GIVEN TASK 1
Print the part of the listing that opens with the line containing "Where can the construction machinery" and runs through the end of the listing, both ends included, reproducing each line word for word. Leave any pictures out of your answer.

EXCERPTED TEXT
((

# '92 Max - Amp Install Question



## sanford7575 (May 23, 2006)

I just purchased an aftermarket CD/Cassette system with 4 new speakers of the way around as well as a 4ch amplifier, but I am unsure of a suitable spot to run the power wire for the amplifier which will live in the trunk. 
Does anyone know of a pre-existing hole for which to route the amp power wire from the (battery) in the engine bay? Did everyone that added an amp have to drill a hole through the firewall? If so, where did you drill? 
Anyone have any insight or suggestions? I am not new to radio installs, but this is my first amp install.


----------



## Matt93SE (Sep 17, 2003)

Pull the left side fender liner, and you'll see the grommet for the hood release cable.
it's big enough you can poke a second hole in it for a 4awg wire, but if you want to go any bigger than that, you'll need to drill another hole. 
the good news is, there's plenty of room in that area if you need to go bigger. I've got a 1/0 cable through its own hole next to the same one for the hood release cable.


once you run the cable through the hole, you can run it next to the wiring harness inside the fender and then put the liner back in place. completely stealth.


----------



## sanford7575 (May 23, 2006)

Thanks!
I'll retry my install this weekend and let you know how it goes!


----------

))

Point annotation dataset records

((

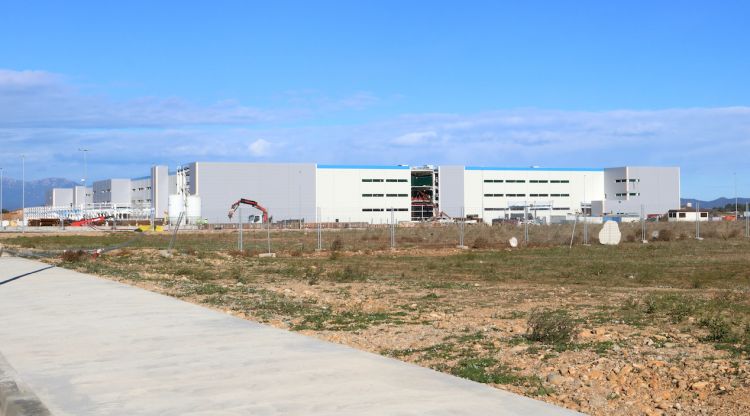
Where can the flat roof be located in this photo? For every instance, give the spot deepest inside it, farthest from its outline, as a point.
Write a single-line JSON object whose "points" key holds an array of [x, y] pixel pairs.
{"points": [[400, 167], [536, 169]]}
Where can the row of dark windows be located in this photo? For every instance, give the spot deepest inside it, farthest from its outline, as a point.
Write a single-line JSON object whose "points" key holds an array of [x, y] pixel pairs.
{"points": [[524, 181], [537, 195], [521, 209], [385, 180]]}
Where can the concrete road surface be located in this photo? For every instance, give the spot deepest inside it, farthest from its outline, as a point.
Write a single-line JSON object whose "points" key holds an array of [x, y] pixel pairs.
{"points": [[89, 346]]}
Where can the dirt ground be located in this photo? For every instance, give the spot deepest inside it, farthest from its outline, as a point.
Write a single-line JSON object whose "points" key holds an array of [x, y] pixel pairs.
{"points": [[670, 342]]}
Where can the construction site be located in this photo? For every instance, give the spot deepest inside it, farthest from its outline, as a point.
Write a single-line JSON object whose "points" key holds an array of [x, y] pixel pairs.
{"points": [[198, 194]]}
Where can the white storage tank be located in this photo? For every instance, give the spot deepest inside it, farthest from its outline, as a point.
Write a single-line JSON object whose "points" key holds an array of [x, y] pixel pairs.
{"points": [[193, 209], [175, 207]]}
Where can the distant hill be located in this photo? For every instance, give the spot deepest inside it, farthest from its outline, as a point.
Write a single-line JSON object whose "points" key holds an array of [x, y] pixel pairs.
{"points": [[716, 203], [36, 191]]}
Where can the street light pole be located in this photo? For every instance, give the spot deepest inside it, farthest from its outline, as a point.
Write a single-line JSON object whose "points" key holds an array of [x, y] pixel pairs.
{"points": [[85, 171], [736, 208], [23, 193], [1, 199]]}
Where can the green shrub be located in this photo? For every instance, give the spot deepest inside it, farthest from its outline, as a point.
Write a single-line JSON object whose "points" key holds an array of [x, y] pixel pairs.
{"points": [[719, 330]]}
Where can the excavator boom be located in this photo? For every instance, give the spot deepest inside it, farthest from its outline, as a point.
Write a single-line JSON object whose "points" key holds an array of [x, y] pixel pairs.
{"points": [[250, 202]]}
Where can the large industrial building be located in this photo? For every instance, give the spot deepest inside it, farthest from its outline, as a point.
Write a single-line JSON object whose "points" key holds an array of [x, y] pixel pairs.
{"points": [[381, 194]]}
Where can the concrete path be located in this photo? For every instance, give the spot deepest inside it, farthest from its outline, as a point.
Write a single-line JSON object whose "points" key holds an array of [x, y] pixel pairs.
{"points": [[89, 346]]}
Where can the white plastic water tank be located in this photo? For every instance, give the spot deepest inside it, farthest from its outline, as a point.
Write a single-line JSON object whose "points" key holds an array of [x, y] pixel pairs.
{"points": [[175, 207], [193, 209]]}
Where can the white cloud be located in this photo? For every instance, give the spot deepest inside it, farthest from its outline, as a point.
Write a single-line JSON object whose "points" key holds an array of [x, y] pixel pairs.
{"points": [[260, 147], [23, 80], [415, 138], [44, 117]]}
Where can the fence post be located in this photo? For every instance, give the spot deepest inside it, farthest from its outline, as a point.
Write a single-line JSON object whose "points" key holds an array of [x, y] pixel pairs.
{"points": [[268, 235], [393, 229], [239, 222], [526, 223], [461, 225], [643, 223], [320, 235], [697, 221]]}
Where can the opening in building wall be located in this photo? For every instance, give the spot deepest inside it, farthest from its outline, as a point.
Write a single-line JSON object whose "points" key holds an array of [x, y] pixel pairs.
{"points": [[424, 197]]}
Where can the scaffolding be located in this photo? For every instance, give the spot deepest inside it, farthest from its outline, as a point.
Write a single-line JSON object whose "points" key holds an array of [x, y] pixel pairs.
{"points": [[424, 193]]}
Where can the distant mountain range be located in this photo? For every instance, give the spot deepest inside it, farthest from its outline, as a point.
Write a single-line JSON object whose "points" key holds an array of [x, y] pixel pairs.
{"points": [[36, 191], [716, 203]]}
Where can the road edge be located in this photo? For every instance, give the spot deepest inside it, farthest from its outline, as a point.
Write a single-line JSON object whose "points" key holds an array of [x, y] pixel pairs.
{"points": [[16, 398]]}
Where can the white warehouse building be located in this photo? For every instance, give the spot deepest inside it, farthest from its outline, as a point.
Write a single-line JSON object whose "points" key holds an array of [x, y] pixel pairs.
{"points": [[379, 193]]}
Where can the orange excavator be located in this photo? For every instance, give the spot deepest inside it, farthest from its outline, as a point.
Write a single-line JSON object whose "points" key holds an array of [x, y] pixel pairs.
{"points": [[89, 221], [252, 204]]}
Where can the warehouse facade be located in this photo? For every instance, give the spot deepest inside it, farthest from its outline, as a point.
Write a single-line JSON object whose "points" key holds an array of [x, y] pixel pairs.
{"points": [[384, 193]]}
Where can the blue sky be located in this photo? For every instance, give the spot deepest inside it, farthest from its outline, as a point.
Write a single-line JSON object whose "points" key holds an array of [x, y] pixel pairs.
{"points": [[585, 83]]}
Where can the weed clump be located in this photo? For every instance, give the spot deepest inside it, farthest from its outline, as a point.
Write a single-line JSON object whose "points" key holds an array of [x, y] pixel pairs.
{"points": [[719, 330], [312, 275], [550, 326], [480, 243], [665, 235], [350, 274], [337, 244], [73, 256]]}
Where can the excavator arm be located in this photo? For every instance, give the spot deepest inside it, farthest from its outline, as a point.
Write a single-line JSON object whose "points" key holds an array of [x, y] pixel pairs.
{"points": [[250, 202]]}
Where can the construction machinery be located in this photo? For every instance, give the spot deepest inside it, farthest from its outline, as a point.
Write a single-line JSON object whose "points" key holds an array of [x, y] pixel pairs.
{"points": [[253, 204], [89, 221]]}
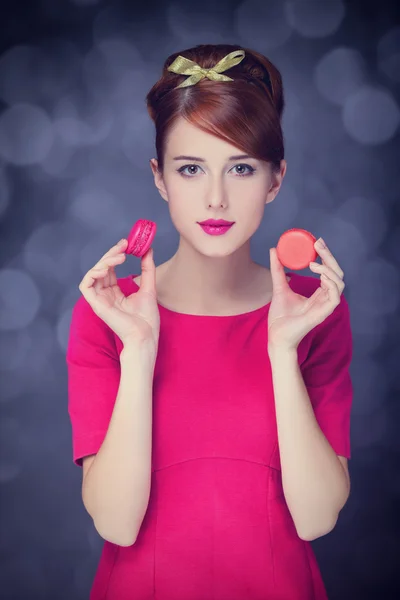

))

GIVEN TASK 2
Answer these questions about the amp install thread:
(a) Which part does Matt93SE say to pull to see the grommet for the hood release cable?
(b) What wire size does Matt93SE say can fit through a second hole poked in that grommet?
(c) When does sanford7575 plan to retry the install?

EXERCISE RESPONSE 1
Where can the construction machinery be located in this photo? For every instance, give the spot deepest inside it, farthest from its outline, as a point.
Write a single-line JSON object whose "points" key holds an array of [x, y] pixel pairs.
{"points": [[253, 204], [89, 221]]}

EXERCISE RESPONSE 2
(a) The left side fender liner.
(b) A 4awg wire.
(c) This weekend.